▼▼▼

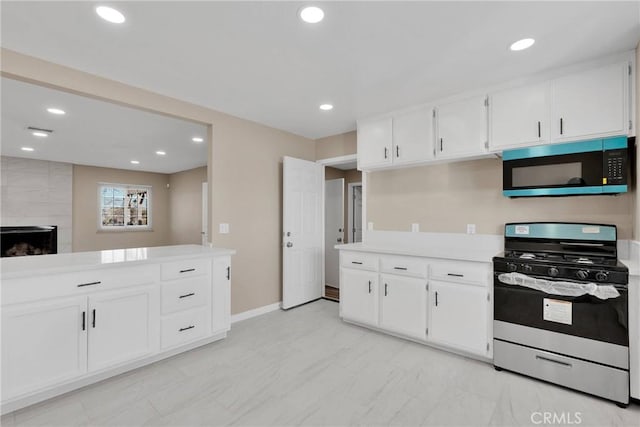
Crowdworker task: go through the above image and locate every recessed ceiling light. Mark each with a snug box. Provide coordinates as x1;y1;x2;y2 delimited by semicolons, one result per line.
96;6;125;24
509;39;536;51
300;6;324;24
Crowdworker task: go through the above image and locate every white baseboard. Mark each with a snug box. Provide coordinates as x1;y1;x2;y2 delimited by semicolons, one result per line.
231;301;282;324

▲▲▲

* _Stated task_: Quote every row above word for word, leaving the pictures out of your answer.

* _Problem solution_:
Crowdworker task: go through the above image and locate every recessed ceiling light. Mark each with a snug box. Provide coordinates as x1;y1;x2;y2 delimited by semicolons, one result per line.
96;6;125;24
509;39;536;51
300;6;324;24
Crowdworker task: go through the above image and locate every white baseboard. Mark each with a snug box. Provide coordinates as x1;y1;x2;y2 delimited by semicolons, one result per line.
231;301;282;324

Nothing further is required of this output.